What is being asked:
Replace "smoke plume" with "steam plume" in the lines running from the first one through the line containing "75L203 73L193 66L186", and return only those lines with everything else left as it is.

◇ ◇ ◇ ◇ ◇

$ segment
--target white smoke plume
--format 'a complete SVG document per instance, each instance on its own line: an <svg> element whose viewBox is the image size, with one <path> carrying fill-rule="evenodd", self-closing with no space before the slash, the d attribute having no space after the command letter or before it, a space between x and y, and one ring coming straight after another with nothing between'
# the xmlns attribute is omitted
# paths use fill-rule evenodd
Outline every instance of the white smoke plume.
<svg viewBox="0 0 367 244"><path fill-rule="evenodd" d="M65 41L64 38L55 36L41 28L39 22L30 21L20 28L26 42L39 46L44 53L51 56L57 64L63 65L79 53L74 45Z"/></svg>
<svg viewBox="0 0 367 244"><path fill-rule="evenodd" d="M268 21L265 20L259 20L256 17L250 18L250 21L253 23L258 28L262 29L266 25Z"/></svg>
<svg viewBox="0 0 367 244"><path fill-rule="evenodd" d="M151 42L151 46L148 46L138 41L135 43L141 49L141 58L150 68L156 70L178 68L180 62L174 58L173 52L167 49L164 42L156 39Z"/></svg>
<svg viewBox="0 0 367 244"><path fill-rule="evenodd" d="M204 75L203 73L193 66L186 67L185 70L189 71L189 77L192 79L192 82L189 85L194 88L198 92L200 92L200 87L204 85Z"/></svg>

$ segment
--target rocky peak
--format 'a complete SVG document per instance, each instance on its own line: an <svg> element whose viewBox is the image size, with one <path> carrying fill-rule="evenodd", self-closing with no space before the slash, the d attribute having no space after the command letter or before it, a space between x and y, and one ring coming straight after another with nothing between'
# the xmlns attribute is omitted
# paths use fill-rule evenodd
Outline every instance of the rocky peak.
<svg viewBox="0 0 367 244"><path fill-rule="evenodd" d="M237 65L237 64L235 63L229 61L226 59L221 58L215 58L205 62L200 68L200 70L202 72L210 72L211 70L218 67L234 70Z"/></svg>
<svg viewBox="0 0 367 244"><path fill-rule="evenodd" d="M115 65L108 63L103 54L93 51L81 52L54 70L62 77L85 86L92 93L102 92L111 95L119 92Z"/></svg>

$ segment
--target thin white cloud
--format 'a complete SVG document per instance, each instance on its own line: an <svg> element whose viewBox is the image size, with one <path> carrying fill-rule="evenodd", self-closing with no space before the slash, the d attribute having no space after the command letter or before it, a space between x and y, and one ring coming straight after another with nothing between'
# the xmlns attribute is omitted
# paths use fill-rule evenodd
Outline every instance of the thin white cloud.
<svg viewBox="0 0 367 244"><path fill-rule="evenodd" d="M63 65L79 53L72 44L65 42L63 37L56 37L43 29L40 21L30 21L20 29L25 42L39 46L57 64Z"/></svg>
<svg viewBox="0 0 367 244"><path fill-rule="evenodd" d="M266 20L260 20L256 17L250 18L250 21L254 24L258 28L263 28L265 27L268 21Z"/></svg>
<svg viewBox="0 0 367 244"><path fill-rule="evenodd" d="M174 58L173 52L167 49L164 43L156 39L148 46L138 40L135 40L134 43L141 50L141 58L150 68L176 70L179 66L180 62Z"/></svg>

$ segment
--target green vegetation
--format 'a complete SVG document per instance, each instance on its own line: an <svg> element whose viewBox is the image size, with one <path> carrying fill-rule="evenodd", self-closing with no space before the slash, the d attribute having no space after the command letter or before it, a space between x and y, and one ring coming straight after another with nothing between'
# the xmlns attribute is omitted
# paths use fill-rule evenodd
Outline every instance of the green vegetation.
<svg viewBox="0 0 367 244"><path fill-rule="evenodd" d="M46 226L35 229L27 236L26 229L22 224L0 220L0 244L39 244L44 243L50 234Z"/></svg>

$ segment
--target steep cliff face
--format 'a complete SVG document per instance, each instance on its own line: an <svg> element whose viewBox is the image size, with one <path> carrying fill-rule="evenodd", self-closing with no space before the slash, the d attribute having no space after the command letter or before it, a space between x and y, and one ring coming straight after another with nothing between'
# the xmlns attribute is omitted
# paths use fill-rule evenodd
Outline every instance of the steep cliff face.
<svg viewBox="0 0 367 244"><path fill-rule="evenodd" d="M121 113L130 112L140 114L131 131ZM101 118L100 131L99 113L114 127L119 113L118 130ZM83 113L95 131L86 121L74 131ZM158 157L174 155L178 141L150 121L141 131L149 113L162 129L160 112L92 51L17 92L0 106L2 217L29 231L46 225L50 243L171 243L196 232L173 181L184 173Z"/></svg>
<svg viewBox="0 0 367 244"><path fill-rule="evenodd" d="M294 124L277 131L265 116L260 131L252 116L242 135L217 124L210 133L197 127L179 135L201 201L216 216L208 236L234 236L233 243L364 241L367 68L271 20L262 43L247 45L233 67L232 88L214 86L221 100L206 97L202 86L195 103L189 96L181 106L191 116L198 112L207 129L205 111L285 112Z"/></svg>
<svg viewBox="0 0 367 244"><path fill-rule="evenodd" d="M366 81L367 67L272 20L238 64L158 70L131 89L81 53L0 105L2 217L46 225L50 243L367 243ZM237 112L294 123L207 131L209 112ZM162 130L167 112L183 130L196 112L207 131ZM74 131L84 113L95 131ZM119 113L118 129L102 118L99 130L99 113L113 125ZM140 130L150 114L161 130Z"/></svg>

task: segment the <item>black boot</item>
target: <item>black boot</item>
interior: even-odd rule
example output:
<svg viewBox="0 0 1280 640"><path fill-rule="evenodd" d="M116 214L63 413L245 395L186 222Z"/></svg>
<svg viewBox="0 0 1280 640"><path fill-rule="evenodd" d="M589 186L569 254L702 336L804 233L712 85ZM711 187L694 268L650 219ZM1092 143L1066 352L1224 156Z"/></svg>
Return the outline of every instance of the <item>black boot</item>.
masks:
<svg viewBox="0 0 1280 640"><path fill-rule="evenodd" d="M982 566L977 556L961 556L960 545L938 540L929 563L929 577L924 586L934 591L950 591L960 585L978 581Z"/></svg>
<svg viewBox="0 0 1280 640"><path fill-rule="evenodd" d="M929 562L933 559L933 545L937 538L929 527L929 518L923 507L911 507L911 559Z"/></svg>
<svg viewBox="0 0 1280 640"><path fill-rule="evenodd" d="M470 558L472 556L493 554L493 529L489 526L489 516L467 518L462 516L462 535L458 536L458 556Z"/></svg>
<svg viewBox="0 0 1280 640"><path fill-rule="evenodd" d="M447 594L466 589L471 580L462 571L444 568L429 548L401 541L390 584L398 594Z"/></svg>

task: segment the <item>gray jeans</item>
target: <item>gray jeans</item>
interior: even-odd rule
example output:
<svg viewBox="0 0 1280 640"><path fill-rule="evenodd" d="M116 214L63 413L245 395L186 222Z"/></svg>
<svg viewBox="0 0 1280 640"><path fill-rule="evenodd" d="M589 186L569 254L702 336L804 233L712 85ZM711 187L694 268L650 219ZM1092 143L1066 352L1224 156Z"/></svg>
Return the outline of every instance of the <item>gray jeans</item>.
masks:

◇ ◇ ◇ ◇ ◇

Written answer:
$ segment
--target white steam plume
--format 'a complete SVG document per instance, each instance on its own line: an <svg> element whose viewBox is the image size, with one <path> carrying fill-rule="evenodd", self-closing with no space before the slash, the d attribute having no space after the command letter or before it, a space between x and y, and one ring coming straight after another with nothing between'
# the xmlns attribute is omitted
# paths use fill-rule evenodd
Outline every instance of the white steam plume.
<svg viewBox="0 0 367 244"><path fill-rule="evenodd" d="M65 41L64 38L55 36L41 28L39 22L30 21L20 28L26 42L39 46L44 53L51 56L57 64L63 65L79 53L74 45Z"/></svg>
<svg viewBox="0 0 367 244"><path fill-rule="evenodd" d="M268 21L265 20L259 20L256 17L250 18L250 21L253 23L258 28L262 29L266 25Z"/></svg>
<svg viewBox="0 0 367 244"><path fill-rule="evenodd" d="M151 42L151 46L148 46L138 41L135 43L141 49L141 58L150 68L156 70L178 68L180 62L174 58L173 52L167 49L164 42L156 39Z"/></svg>
<svg viewBox="0 0 367 244"><path fill-rule="evenodd" d="M204 75L203 73L193 66L186 67L185 70L189 71L189 77L192 79L192 82L189 85L194 88L198 92L200 92L200 87L204 85Z"/></svg>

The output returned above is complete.